SELECTED EXTRACT
An old framing carpenter once told us, “If some is good, more is better.” He was being sarcastic (he said it after 15 nails were shot into a board where three would have sufficed). But his advice might carry over to the big mountain sled segment, where riders look to challenge steeper mountains, deeper powder and longer runs. If a 900 is good, a 1000 must be better.
For some, it must be true. Both of these two mountain sleds—the 2007 Ski-Doo Summit RT 1000 and Arctic Cat’s all-new M1000—create the highest horsepower numbers available in stock machines. At 165-plus ponies, both of these two machines have power to please any former-900 rider. But which do we think will come out on top by the time the snow melts? That’s not such an easy question.
First off, both machines exhibit a few similarities. Both have twin-cylinder power plants. Both feature their brand’s latest rider-forward chassis geometry. Both brands claim horsepower just over the 162 mark. Each features advanced injection technology—Arctic Cat’s battery-less EFI system and Ski-Doo’s prove Semi-Direct Injection (SDI).
But the Summit and M1000 are still two wildly different animals on the snow. Track configurations, suspension, drive train and skis separate yellow from green like a fire extinguisher separates Richard Simmons and Dave Letterman.

AIM 1
Retype the passage of the mountain sled comparison from "An old framing" up to and including "an easy question.", keeping every word unchanged.

EXERCISE DATA
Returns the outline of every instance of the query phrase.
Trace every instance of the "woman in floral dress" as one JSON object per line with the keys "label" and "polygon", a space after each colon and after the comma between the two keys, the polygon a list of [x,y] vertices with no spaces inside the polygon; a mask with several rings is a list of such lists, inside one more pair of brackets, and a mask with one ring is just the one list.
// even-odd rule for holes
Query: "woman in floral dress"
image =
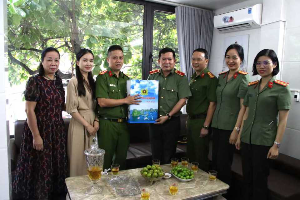
{"label": "woman in floral dress", "polygon": [[57,74],[59,58],[56,49],[44,49],[38,74],[29,78],[26,85],[27,118],[12,184],[14,191],[24,199],[48,199],[66,191],[67,136],[62,114],[65,92]]}

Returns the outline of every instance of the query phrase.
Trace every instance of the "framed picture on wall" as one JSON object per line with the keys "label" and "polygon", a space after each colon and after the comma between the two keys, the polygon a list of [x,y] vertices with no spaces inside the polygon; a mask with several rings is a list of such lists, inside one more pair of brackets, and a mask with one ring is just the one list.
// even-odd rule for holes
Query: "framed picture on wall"
{"label": "framed picture on wall", "polygon": [[[227,37],[225,38],[223,46],[223,51],[225,52],[229,45],[234,43],[238,44],[243,47],[244,49],[244,59],[245,60],[241,65],[240,70],[247,72],[247,62],[248,62],[248,50],[249,45],[249,35],[244,35],[238,36]],[[222,71],[226,71],[227,67],[225,61],[223,62]]]}

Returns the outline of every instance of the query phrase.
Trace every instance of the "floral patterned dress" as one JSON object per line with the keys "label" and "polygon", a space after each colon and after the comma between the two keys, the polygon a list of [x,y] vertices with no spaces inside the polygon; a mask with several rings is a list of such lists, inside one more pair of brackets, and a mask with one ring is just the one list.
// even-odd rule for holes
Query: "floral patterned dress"
{"label": "floral patterned dress", "polygon": [[25,99],[37,102],[34,112],[44,150],[33,149],[26,120],[12,184],[14,192],[24,198],[46,198],[52,192],[66,191],[67,138],[62,113],[64,94],[62,80],[58,77],[49,80],[36,75],[27,82]]}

AIM 2
Show every line of the records that contains the word "pair".

CORRECT ANSWER 1
An old framing carpenter once told us, “If some is good, more is better.” He was being sarcastic (he said it after 15 nails were shot into a board where three would have sufficed). But his advice might carry over to the big mountain sled segment, where riders look to challenge steeper mountains, deeper powder and longer runs. If a 900 is good, a 1000 must be better.
For some, it must be true. Both of these two mountain sleds—the 2007 Ski-Doo Summit RT 1000 and Arctic Cat’s all-new M1000—create the highest horsepower numbers available in stock machines. At 165-plus ponies, both of these two machines have power to please any former-900 rider. But which do we think will come out on top by the time the snow melts? That’s not such an easy question.

CORRECT ANSWER 2
Trace every instance of the "woman in floral dress" as one JSON object per line with the keys "label" and "polygon", a space after each colon and after the comma between the two keys, the polygon a list of [x,y] vertices with no spaces inside the polygon; a mask with several rings is a list of such lists, inside one more pair of brackets, and a mask with one ring is just the one list.
Trace every instance of the "framed picture on wall" as one JSON object per line with the keys "label" and "polygon", a space after each colon and after the comma between the two keys, the polygon a list of [x,y] vertices with no spaces inside the polygon; a mask with several rings is a list of such lists, inside one more pair of brackets, and a mask with one ring is just the one list.
Trace every instance of the "floral patterned dress" as one JSON object per line with the keys "label" and "polygon", a space after each colon and after the comma between the two keys, the polygon a list of [x,y] vertices with no spaces inside the polygon; a mask with several rings is a list of such lists, inside one more pair of brackets, and a mask with one ring is just the one list.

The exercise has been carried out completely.